┌─ DOCUMENT SECTION

In exchange for collaborating in the destruction of millions of industrial jobs and the gutting of workers’ wages, pensions and working conditions, the UAW, USW and other union bureaucracies were handed positions on company boards and a portion of the hundreds of billions stolen from workers’ income in the form of corporate stocks and other bribes. Over the last four decades, the artificial suppression of the class struggle by the labor bureaucracy resulted in an even further transfer of wealth to the top. At the same time, workers’ share of the national GDP fell to the lowest level since the Labor Department began collecting statistics in 1947.
As reported earlier, Kaiser reported $115.8 billion in operating revenue, $12.9 billion in “net income,” and nearly $67.4 billion in financial reserves in 2024. Executive compensation was approximately $93 million. These massive sums of money were made possible by the “labor stability” protected and ensured by the LMP.
Kaiser is invoking the LMP as the basis for its lawsuit, exposing any claims that the LMP works for the “mutual” benefit of healthcare workers as a complete fraud. The LMP, and the unions in particular, bear responsibility for the deterioration of the working conditions of nurses and healthcare workers, having sanctioned the inflation of patient-staff ratios and suppressed struggles for improvements to working conditions.
An admission of responsibility is articulated in the 2023 National Agreement between Kaiser and the Alliance Unions for the Labor Management partnership: “As unions and management continue to integrate Labor Management Partnership structures into existing operational structures, Partner unions will become more involved in business planning and resource allocation decisions.”
Workers understand from their experiences that staffing decisions have been detrimental to their conditions. The LMP National Agreement makes clear that the unions’ decision making is “intricately tied to the shaping of staffing plans and decisions to adjust resource allocations during budget cycles.” In other words, the needs of health care workers and their patients alike are subordinated to the profit interests of the healthcare giant.

└─
┌─ SOURCE DATA

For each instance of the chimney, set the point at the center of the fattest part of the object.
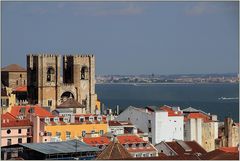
(72, 119)
(117, 110)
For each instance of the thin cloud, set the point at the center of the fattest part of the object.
(130, 10)
(127, 10)
(208, 8)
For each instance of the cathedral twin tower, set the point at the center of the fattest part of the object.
(48, 88)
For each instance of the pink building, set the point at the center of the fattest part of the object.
(14, 131)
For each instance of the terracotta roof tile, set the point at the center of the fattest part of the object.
(114, 123)
(94, 141)
(71, 103)
(205, 118)
(125, 139)
(226, 153)
(15, 123)
(164, 157)
(195, 147)
(20, 89)
(41, 112)
(170, 111)
(3, 92)
(229, 149)
(8, 116)
(14, 68)
(114, 151)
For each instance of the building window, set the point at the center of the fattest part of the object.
(9, 141)
(68, 135)
(8, 131)
(50, 74)
(150, 140)
(58, 134)
(91, 118)
(49, 102)
(3, 102)
(81, 119)
(84, 73)
(28, 140)
(101, 132)
(19, 140)
(83, 133)
(149, 129)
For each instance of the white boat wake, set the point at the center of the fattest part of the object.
(228, 98)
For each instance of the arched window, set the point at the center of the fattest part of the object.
(50, 74)
(84, 72)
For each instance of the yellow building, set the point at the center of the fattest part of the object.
(61, 128)
(98, 105)
(8, 99)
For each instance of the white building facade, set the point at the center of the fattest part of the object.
(157, 123)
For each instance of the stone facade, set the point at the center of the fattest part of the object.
(14, 79)
(209, 134)
(228, 134)
(46, 88)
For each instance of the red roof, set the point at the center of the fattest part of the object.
(143, 149)
(126, 139)
(39, 111)
(205, 118)
(94, 141)
(14, 68)
(170, 111)
(114, 123)
(195, 147)
(7, 116)
(15, 123)
(224, 153)
(229, 149)
(21, 89)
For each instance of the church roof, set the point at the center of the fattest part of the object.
(114, 151)
(71, 103)
(190, 109)
(14, 68)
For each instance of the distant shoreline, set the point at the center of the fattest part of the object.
(165, 83)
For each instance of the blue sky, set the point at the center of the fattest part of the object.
(126, 37)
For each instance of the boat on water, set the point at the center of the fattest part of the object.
(228, 98)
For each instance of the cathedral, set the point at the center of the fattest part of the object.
(50, 85)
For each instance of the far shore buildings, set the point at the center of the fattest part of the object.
(161, 123)
(46, 88)
(201, 127)
(228, 134)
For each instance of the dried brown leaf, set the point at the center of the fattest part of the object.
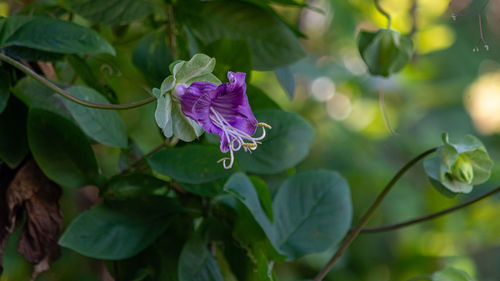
(33, 194)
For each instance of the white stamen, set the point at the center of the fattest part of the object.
(235, 137)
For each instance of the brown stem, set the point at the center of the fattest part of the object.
(428, 217)
(355, 232)
(28, 71)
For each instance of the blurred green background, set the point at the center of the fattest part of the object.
(446, 88)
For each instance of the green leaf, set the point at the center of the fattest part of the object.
(61, 150)
(152, 56)
(312, 213)
(125, 187)
(52, 35)
(82, 68)
(240, 186)
(451, 274)
(197, 264)
(271, 42)
(285, 145)
(34, 94)
(190, 164)
(168, 114)
(264, 195)
(104, 126)
(286, 79)
(119, 231)
(11, 24)
(13, 140)
(198, 68)
(209, 189)
(111, 12)
(231, 55)
(385, 51)
(4, 88)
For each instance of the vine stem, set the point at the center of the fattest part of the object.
(172, 32)
(383, 12)
(355, 232)
(67, 95)
(429, 216)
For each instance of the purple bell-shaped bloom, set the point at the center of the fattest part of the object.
(223, 110)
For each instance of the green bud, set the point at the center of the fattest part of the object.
(462, 170)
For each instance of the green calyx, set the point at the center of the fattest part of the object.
(462, 170)
(457, 167)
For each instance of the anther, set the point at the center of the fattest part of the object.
(262, 124)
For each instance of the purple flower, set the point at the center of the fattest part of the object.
(223, 110)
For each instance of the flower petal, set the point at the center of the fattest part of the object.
(190, 95)
(231, 102)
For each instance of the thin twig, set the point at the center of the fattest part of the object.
(355, 232)
(430, 216)
(172, 32)
(28, 71)
(383, 12)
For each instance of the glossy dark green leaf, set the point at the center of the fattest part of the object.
(82, 68)
(152, 56)
(11, 24)
(29, 54)
(285, 145)
(385, 51)
(13, 141)
(312, 213)
(264, 195)
(4, 88)
(52, 35)
(208, 189)
(61, 149)
(161, 258)
(190, 164)
(34, 94)
(119, 231)
(104, 126)
(451, 274)
(241, 187)
(112, 11)
(230, 55)
(196, 263)
(271, 42)
(287, 81)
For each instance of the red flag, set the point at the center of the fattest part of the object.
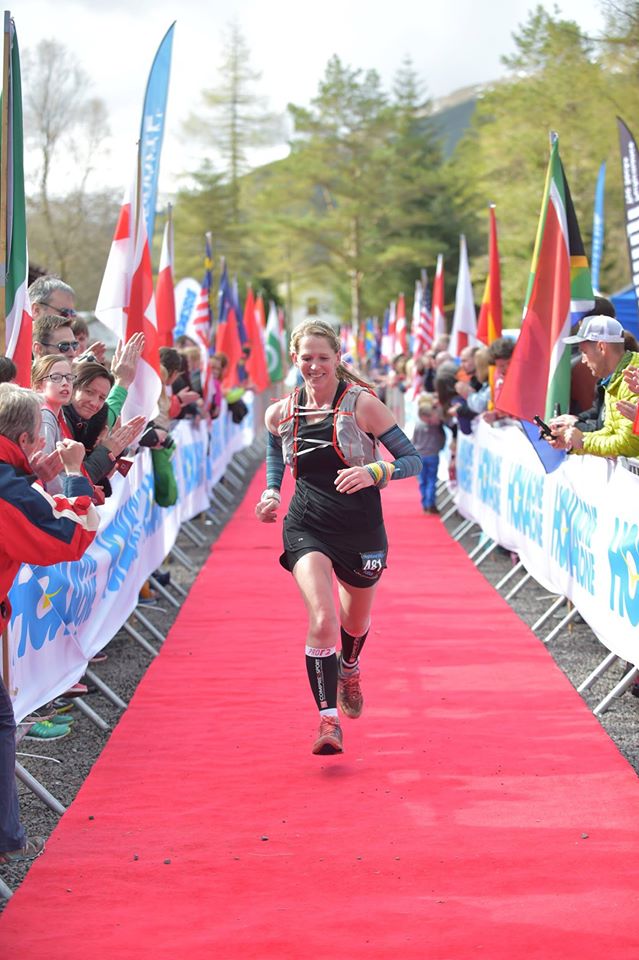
(490, 315)
(164, 292)
(256, 363)
(126, 305)
(439, 317)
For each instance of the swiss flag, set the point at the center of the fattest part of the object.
(126, 305)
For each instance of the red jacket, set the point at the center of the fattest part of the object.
(36, 527)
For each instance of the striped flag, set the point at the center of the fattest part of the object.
(559, 291)
(401, 333)
(164, 291)
(17, 310)
(256, 366)
(464, 329)
(423, 332)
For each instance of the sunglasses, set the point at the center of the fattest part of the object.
(64, 346)
(67, 312)
(59, 377)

└─

### APPLY WHAT YOU READ
(1) For each statement below, say yes or no on whether it agrees with the passage on Kaiser and its Labor Management Partnership, quoting the words of the passage that decide it: (a) Kaiser reported $12.9 billion in net income in 2024; (b) the quoted national agreement between Kaiser and the Alliance Unions dates from 2020; (c) workers' share of national GDP fell to its lowest level since the Labor Department began collecting statistics in 1947.
(2) Extend the passage on Kaiser and its Labor Management Partnership with the unions, picking up after its final sentence.

### EXPECTED RESPONSES
(1)
(a) Yes: "Kaiser reported $115.8 billion in operating revenue, $12.9 billion in “net income,” and nearly $67.4 billion in financial reserves in 2024."
(b) No: "the 2023 National Agreement between Kaiser and the Alliance Unions for the Labor Management partnership"
(c) Yes: "workers’ share of the national GDP fell to the lowest level since the Labor Department began collecting statistics in 1947."

(2)
Rank-and-file workers have no interest in defending the Labor Management Partnership, which was created in response to recurring strikes. It imposed the burden of the financial pressures affecting Kaiser onto the employees. Framed as “employee involvement,” it was designed to transform the union leadership into an arm of management, and secure deep concessions from the workers rather than empower workers.
Left in the hands of the labor bureaucracy, the current struggle will be betrayed like countless battles before. That is why it is necessary for Kaiser nurses and other healthcare workers to immediately form rank-and file committees to transfer power and decision-making from the union apparatus to the workers on the hospital and clinic floors. Strikers must be on guard against every effort to divide them with separate deals and instead fight for the expansion of the struggle. This includes uniting with New York nurses and other sections of workers entering into struggle, including San Francisco teachers, oil refinery workers and others.
As enumerated, hundreds of thousands of workers across the country are voting to strike or face contract expirations in the coming weeks and months, opening up the prospect for sustained, coordinated strike action, as a part of a broader working class upsurge against the attack on social and democratic rights by the Trump administration and the corporate oligarchy that both parties defend. Central to such a struggle will be securing the right to free, high quality healthcare for all by ending the subordination of medical care to corporate profit.